_WORK TO BE COMPLETED_: The result should be the lines from the one holding "Target: yellow safety line" to the final line of the records, retyped exactly.

_Dataset entries_:
________________________________________
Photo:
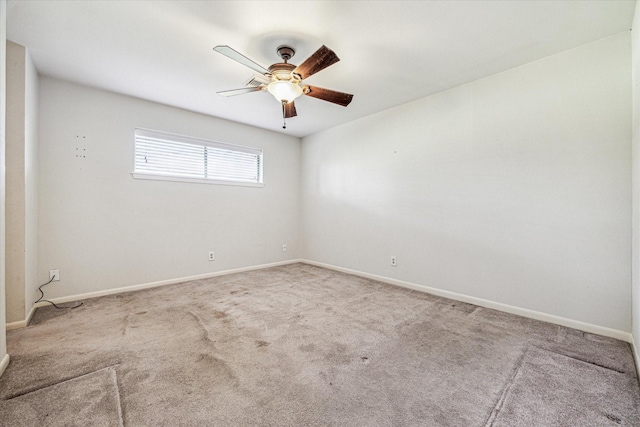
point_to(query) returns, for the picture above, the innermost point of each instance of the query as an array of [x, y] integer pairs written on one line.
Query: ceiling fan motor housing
[[286, 52]]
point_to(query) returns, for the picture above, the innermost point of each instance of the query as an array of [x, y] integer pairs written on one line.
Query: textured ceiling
[[392, 52]]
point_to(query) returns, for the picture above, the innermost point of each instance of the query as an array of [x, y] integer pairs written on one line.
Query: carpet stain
[[307, 347], [205, 332], [613, 418]]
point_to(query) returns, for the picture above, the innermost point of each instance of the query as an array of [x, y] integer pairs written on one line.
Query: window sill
[[139, 175]]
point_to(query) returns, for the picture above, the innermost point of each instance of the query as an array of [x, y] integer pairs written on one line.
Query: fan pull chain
[[284, 115]]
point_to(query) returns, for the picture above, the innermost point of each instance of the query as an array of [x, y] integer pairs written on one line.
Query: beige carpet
[[300, 345], [93, 397]]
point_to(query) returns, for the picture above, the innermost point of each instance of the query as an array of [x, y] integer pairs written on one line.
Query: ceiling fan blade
[[339, 98], [320, 60], [242, 91], [238, 57], [289, 110]]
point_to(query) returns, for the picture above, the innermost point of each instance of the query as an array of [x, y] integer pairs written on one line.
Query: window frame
[[200, 142]]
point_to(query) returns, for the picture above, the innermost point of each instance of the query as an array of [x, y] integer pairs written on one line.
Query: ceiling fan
[[284, 80]]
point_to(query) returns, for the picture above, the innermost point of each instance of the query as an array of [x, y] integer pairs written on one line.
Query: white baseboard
[[4, 363], [635, 356], [24, 323], [575, 324], [78, 297]]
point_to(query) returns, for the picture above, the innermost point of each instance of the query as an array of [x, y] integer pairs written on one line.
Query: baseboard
[[635, 357], [532, 314], [132, 288], [24, 323], [4, 363]]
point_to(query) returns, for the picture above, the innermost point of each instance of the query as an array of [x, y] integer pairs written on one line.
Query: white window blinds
[[160, 155]]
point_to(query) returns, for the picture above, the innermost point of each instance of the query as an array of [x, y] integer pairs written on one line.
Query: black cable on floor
[[41, 299]]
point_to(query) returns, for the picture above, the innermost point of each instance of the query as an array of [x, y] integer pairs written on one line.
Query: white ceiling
[[392, 52]]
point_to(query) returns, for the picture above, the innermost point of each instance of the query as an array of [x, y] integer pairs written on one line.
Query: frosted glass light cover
[[284, 91]]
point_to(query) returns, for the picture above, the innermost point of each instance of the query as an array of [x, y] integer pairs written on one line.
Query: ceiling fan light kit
[[284, 80]]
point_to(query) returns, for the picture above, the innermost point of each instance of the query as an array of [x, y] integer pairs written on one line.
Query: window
[[164, 156]]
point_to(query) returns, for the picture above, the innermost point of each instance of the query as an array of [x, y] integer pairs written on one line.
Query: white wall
[[104, 229], [4, 357], [31, 183], [635, 72], [515, 188], [22, 182], [15, 194]]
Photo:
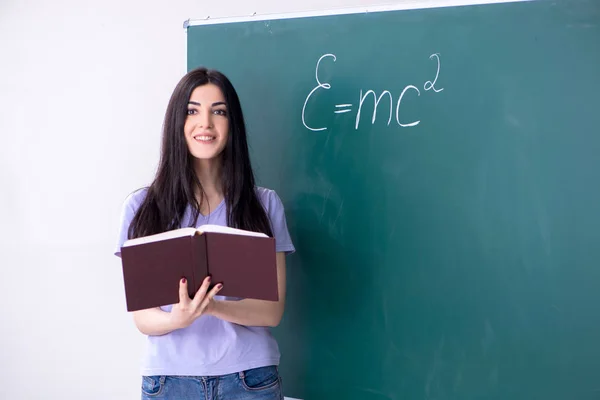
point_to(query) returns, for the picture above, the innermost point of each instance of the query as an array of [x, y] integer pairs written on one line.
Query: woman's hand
[[188, 310]]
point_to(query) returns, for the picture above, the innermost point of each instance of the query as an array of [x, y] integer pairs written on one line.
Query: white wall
[[83, 88]]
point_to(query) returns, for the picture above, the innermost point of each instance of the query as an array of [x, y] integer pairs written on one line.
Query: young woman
[[210, 347]]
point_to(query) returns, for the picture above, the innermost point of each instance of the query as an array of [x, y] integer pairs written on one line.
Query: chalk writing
[[377, 98]]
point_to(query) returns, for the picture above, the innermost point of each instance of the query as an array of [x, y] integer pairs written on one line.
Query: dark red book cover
[[153, 266]]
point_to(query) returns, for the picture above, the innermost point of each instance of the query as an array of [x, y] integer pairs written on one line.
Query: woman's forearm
[[248, 312], [154, 322]]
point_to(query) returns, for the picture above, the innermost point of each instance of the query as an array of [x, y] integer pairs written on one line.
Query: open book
[[243, 261], [191, 232]]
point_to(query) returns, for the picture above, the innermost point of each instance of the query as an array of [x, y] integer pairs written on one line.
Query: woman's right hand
[[188, 310]]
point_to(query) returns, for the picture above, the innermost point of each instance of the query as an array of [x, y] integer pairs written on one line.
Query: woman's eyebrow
[[217, 103]]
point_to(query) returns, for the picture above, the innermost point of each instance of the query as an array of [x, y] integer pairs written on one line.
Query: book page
[[161, 236], [226, 229]]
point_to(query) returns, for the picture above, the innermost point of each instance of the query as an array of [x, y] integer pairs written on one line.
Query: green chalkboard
[[448, 246]]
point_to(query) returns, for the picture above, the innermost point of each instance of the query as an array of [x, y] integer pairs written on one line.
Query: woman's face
[[206, 127]]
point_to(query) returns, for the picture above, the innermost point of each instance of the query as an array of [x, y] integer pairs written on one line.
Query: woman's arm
[[251, 312], [156, 322]]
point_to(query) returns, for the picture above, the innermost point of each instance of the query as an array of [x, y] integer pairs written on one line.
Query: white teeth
[[204, 138]]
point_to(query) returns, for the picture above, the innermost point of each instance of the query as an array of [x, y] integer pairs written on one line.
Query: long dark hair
[[175, 182]]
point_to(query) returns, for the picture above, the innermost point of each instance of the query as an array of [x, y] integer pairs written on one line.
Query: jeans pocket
[[261, 378], [152, 385]]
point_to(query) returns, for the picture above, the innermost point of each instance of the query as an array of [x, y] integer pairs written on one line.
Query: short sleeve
[[128, 211], [276, 212]]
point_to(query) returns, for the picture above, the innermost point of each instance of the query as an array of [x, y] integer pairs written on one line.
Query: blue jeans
[[262, 383]]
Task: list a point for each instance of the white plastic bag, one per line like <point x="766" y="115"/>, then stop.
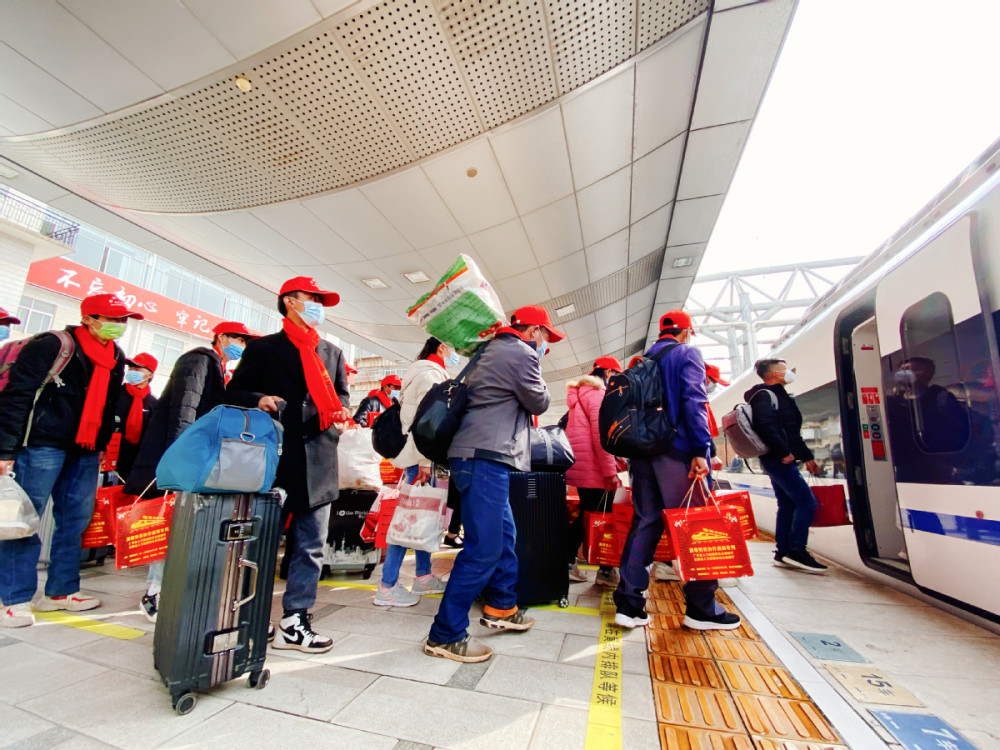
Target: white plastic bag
<point x="420" y="519"/>
<point x="357" y="461"/>
<point x="18" y="517"/>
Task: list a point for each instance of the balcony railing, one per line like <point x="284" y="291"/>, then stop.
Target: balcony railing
<point x="38" y="219"/>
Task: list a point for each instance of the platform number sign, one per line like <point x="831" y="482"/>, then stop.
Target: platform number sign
<point x="922" y="731"/>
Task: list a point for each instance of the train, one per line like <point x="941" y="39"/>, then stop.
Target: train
<point x="897" y="380"/>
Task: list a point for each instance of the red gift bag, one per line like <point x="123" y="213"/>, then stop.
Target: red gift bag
<point x="142" y="531"/>
<point x="708" y="541"/>
<point x="831" y="505"/>
<point x="741" y="501"/>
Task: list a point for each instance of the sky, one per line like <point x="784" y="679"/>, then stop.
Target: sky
<point x="874" y="106"/>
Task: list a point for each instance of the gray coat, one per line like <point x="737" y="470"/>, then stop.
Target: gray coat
<point x="505" y="388"/>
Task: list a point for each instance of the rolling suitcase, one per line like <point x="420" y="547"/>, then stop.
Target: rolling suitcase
<point x="344" y="550"/>
<point x="538" y="502"/>
<point x="215" y="604"/>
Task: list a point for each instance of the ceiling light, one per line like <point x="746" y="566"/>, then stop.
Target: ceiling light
<point x="416" y="277"/>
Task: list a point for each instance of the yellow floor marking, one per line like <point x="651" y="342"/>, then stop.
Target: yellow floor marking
<point x="604" y="721"/>
<point x="109" y="629"/>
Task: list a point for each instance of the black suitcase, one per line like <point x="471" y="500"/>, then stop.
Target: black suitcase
<point x="344" y="550"/>
<point x="538" y="502"/>
<point x="215" y="604"/>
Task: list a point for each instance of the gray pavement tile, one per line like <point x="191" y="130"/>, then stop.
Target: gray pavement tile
<point x="441" y="716"/>
<point x="241" y="727"/>
<point x="27" y="671"/>
<point x="121" y="709"/>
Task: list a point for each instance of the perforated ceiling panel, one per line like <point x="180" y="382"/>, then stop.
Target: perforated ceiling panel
<point x="356" y="98"/>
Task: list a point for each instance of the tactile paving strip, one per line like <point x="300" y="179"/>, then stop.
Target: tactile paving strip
<point x="725" y="690"/>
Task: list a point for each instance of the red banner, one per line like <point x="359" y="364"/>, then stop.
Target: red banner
<point x="66" y="277"/>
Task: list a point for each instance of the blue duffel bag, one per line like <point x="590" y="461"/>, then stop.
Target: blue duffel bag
<point x="230" y="449"/>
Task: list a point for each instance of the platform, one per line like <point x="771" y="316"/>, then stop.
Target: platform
<point x="88" y="681"/>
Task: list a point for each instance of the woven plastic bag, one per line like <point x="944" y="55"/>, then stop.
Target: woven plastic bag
<point x="462" y="310"/>
<point x="18" y="517"/>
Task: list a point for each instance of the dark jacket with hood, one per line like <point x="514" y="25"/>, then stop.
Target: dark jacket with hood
<point x="57" y="413"/>
<point x="196" y="386"/>
<point x="780" y="428"/>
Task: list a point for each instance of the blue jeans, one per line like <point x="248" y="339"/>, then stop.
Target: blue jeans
<point x="487" y="563"/>
<point x="657" y="483"/>
<point x="395" y="553"/>
<point x="796" y="505"/>
<point x="70" y="478"/>
<point x="310" y="529"/>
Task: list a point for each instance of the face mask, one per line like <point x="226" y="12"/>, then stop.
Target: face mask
<point x="110" y="331"/>
<point x="312" y="313"/>
<point x="233" y="352"/>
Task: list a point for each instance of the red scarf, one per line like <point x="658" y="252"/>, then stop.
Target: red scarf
<point x="318" y="381"/>
<point x="133" y="425"/>
<point x="102" y="356"/>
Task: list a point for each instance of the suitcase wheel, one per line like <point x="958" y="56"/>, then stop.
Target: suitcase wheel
<point x="185" y="703"/>
<point x="259" y="680"/>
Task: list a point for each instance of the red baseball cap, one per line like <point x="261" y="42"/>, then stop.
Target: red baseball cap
<point x="676" y="319"/>
<point x="535" y="315"/>
<point x="715" y="374"/>
<point x="108" y="305"/>
<point x="308" y="284"/>
<point x="235" y="328"/>
<point x="143" y="360"/>
<point x="608" y="363"/>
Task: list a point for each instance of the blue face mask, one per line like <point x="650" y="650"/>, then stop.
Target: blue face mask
<point x="312" y="313"/>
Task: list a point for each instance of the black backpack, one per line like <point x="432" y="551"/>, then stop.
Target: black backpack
<point x="633" y="420"/>
<point x="388" y="438"/>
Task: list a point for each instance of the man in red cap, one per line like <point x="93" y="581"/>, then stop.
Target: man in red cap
<point x="663" y="480"/>
<point x="197" y="385"/>
<point x="307" y="375"/>
<point x="378" y="400"/>
<point x="51" y="433"/>
<point x="505" y="387"/>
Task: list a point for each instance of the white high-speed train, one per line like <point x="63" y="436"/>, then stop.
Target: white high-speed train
<point x="897" y="381"/>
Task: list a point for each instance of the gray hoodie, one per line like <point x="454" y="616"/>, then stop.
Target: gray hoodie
<point x="505" y="388"/>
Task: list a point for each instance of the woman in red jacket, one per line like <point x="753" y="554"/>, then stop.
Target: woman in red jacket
<point x="594" y="473"/>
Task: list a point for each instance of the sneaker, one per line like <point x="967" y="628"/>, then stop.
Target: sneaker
<point x="295" y="632"/>
<point x="72" y="603"/>
<point x="397" y="596"/>
<point x="17" y="616"/>
<point x="433" y="585"/>
<point x="148" y="606"/>
<point x="467" y="650"/>
<point x="802" y="560"/>
<point x="725" y="621"/>
<point x="517" y="621"/>
<point x="630" y="617"/>
<point x="664" y="572"/>
<point x="610" y="578"/>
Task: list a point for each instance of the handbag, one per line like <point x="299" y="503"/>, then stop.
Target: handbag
<point x="708" y="539"/>
<point x="230" y="449"/>
<point x="440" y="414"/>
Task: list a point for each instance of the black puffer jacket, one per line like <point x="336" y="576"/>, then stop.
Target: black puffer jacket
<point x="57" y="413"/>
<point x="780" y="428"/>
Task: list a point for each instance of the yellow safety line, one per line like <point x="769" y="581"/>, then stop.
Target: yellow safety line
<point x="109" y="629"/>
<point x="604" y="721"/>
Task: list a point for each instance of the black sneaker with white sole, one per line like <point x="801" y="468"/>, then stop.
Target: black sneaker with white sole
<point x="802" y="560"/>
<point x="295" y="632"/>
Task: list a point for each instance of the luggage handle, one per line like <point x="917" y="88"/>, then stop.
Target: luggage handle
<point x="244" y="564"/>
________________________________________
_RESPONSE TO THE EXERCISE_:
Target: yellow safety line
<point x="109" y="629"/>
<point x="604" y="721"/>
Task: list a point for each instance of the black sneaker with white sole, one per line like <point x="801" y="468"/>, then stop.
Target: black sneaker with white sole
<point x="802" y="560"/>
<point x="295" y="632"/>
Task: list a point for each instance of the luggage handle, one per line like <point x="917" y="88"/>, then stop.
Target: luggage handle
<point x="244" y="564"/>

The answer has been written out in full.